## Request:
Rewrite only the lines of the data below that start with the line containing "Expected: one marker per instance of the bush" and go on through the end of the data, keeping the requests unchanged. Scale every x and y coordinate in the answers by 0.3 and round each result to a whole number, rounding halves up.

________

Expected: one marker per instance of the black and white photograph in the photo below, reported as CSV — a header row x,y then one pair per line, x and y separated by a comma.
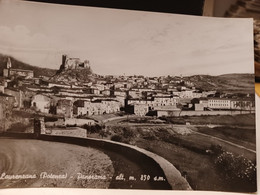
x,y
103,98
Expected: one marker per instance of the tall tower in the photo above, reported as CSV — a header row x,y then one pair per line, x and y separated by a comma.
x,y
8,64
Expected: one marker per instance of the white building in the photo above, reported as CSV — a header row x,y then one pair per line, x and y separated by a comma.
x,y
41,103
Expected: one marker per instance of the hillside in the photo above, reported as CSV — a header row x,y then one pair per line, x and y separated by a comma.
x,y
73,76
237,83
21,65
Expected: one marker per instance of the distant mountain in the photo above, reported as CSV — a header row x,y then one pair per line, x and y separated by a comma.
x,y
237,83
21,65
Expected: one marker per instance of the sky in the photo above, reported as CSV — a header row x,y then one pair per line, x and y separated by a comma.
x,y
118,42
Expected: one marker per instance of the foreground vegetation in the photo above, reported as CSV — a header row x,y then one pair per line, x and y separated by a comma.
x,y
207,164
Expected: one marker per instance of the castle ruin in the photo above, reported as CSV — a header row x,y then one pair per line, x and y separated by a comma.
x,y
74,63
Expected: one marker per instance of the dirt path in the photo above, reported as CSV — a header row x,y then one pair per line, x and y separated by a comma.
x,y
225,141
53,165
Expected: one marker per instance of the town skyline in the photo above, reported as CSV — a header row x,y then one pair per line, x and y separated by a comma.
x,y
125,42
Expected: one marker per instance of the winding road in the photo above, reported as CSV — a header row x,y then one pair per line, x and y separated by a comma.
x,y
29,157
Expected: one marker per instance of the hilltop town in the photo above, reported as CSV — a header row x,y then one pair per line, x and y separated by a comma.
x,y
76,92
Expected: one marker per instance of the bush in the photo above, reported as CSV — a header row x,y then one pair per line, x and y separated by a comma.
x,y
236,167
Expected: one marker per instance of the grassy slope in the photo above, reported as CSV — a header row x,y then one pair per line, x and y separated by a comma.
x,y
231,120
239,83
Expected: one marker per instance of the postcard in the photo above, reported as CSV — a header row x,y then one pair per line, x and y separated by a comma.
x,y
98,98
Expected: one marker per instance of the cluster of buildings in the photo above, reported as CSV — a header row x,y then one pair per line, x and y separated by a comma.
x,y
137,95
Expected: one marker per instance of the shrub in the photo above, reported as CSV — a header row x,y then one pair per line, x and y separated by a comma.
x,y
236,167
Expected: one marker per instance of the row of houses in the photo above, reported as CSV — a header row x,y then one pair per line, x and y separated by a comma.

________

## Output:
Expected: one marker per instance of the bush in the photo above, reported as CSV — a header row x,y then one pair per line, x and y separated by a comma.
x,y
71,50
Expected: one marker per instance of the grassy slope in the photo above, reported as CSV — a header row x,y then one pair per line, x and y separated by a comma.
x,y
69,36
72,25
Expected: one marker per instance of the postcard in the photo above, reported as CSV — a header row x,y then one pair per line, x and y separated by a comma.
x,y
29,29
Expected: one marker per instance of the cluster of buildings in the photo above, reported as CSV — a header row x,y then one pair per line, x and y separated by a comma.
x,y
41,29
Expected: one marker per instance of the shrub in the photo above, reported as CSV — a header row x,y then one pair per line, x and y separated by a comma.
x,y
71,50
Expected: one marker per instance of the row of houses in the photo above, reported as CSV — a header row x,y then one pair per line, x and y separated by a comma.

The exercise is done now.